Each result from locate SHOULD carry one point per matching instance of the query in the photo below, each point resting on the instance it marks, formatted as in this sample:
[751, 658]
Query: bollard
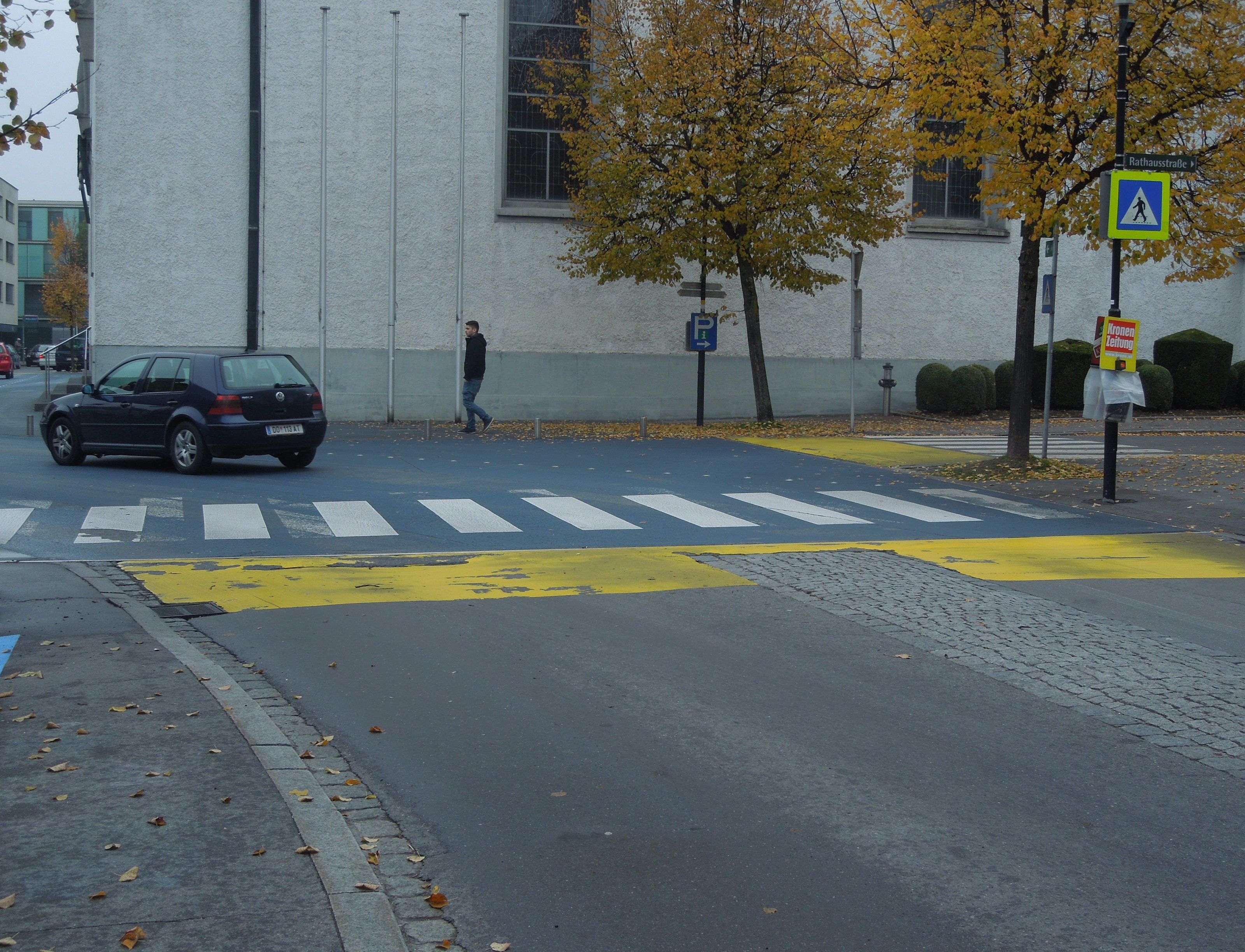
[887, 385]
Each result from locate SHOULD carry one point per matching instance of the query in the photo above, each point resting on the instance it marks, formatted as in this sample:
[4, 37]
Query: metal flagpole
[462, 166]
[324, 197]
[1050, 343]
[393, 323]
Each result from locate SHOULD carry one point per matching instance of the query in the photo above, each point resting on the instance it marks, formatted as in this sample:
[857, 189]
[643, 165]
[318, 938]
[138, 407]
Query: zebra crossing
[361, 520]
[996, 446]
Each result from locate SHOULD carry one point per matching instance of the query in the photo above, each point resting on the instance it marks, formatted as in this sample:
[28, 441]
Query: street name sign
[1140, 205]
[1117, 344]
[1138, 162]
[703, 331]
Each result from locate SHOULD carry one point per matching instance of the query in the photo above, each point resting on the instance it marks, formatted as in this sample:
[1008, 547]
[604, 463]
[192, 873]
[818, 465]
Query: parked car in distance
[190, 409]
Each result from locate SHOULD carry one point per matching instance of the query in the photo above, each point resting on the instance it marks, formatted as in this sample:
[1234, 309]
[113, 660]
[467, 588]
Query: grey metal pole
[324, 200]
[393, 322]
[1050, 344]
[462, 168]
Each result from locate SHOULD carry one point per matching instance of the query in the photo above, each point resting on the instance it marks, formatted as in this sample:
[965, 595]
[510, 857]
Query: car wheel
[297, 460]
[64, 443]
[188, 450]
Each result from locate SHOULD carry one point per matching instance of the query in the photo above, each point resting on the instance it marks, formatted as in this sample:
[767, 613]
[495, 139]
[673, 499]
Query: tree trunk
[1022, 369]
[756, 350]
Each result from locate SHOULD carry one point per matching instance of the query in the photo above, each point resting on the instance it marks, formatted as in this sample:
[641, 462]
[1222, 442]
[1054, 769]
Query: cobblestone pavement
[1173, 694]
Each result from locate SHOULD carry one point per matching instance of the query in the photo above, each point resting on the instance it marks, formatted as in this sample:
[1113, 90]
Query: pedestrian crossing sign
[1140, 205]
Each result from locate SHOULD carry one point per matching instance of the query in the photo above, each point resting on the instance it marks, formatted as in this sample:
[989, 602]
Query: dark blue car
[191, 408]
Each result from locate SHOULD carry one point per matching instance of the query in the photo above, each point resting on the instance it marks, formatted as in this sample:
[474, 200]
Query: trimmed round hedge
[1072, 361]
[1157, 384]
[968, 391]
[934, 389]
[1201, 366]
[989, 378]
[1003, 385]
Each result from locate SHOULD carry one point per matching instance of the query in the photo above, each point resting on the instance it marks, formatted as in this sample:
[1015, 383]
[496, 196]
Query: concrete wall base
[587, 386]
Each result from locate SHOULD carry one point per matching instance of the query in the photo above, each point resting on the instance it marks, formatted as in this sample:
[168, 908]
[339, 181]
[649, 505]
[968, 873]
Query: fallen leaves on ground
[437, 900]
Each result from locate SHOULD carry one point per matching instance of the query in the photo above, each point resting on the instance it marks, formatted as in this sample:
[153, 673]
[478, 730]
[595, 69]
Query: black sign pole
[700, 362]
[1111, 439]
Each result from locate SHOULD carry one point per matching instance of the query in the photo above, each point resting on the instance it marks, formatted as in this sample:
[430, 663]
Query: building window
[945, 188]
[536, 156]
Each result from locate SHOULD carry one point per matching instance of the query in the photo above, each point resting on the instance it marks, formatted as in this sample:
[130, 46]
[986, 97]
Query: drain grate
[188, 610]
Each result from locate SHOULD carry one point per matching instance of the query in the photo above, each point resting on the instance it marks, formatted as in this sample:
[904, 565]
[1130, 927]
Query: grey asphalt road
[735, 770]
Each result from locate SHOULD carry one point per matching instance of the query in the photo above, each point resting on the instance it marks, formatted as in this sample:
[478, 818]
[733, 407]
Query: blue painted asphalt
[394, 474]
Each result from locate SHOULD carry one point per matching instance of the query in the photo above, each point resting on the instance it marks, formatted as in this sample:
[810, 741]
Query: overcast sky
[48, 65]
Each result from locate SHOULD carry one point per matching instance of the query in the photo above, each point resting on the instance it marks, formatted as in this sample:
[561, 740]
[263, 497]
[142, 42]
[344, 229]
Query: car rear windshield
[262, 371]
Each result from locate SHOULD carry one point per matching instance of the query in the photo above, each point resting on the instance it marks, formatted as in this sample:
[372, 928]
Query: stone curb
[365, 920]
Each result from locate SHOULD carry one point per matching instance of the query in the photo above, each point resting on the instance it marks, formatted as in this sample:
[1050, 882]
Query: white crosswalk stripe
[354, 520]
[900, 507]
[690, 512]
[11, 522]
[233, 521]
[1005, 506]
[112, 524]
[467, 516]
[805, 512]
[996, 446]
[578, 513]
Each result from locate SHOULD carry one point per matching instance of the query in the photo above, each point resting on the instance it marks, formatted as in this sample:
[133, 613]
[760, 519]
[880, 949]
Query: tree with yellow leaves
[749, 137]
[65, 293]
[1031, 88]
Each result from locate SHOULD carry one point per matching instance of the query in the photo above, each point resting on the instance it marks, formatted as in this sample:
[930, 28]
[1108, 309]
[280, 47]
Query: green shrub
[1072, 360]
[934, 389]
[1003, 385]
[1201, 366]
[968, 391]
[1239, 396]
[1157, 384]
[989, 378]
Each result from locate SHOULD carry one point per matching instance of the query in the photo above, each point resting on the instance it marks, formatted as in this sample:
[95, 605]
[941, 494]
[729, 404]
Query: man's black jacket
[473, 365]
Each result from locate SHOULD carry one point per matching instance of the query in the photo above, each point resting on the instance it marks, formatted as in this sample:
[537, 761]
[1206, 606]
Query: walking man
[473, 376]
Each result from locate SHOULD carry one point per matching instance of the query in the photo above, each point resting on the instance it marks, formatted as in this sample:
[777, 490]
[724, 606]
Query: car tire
[298, 460]
[188, 451]
[64, 442]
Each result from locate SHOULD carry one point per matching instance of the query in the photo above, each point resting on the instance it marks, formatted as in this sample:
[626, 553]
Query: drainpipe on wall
[253, 184]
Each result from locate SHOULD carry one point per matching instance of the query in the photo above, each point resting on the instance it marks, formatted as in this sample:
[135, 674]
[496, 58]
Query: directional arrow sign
[1140, 206]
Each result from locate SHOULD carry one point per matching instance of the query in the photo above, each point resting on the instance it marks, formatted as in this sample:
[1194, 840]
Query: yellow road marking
[872, 452]
[288, 583]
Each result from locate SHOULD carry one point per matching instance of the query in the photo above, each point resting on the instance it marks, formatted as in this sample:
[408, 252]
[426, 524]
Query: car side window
[165, 375]
[124, 380]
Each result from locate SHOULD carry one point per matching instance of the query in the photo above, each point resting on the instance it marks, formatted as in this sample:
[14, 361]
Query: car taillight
[226, 404]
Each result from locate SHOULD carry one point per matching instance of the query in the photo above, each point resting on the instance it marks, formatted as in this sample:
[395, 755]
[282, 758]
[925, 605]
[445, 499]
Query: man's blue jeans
[471, 387]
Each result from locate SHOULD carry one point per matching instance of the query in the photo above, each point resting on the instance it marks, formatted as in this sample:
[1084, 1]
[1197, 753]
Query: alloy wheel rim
[186, 448]
[63, 441]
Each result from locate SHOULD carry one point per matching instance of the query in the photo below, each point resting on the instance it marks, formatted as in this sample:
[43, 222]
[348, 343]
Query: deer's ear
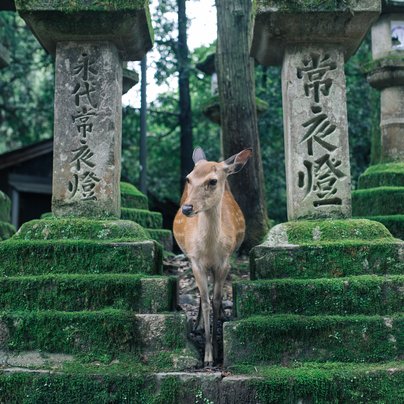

What you are asked to do: Copy out every line in the entries above that contains the string "crossing". Case counts, so a line with the string in different capitalization doesn't qualify.

Written reply:
Query: zebra crossing
Query: pedestrian crossing sign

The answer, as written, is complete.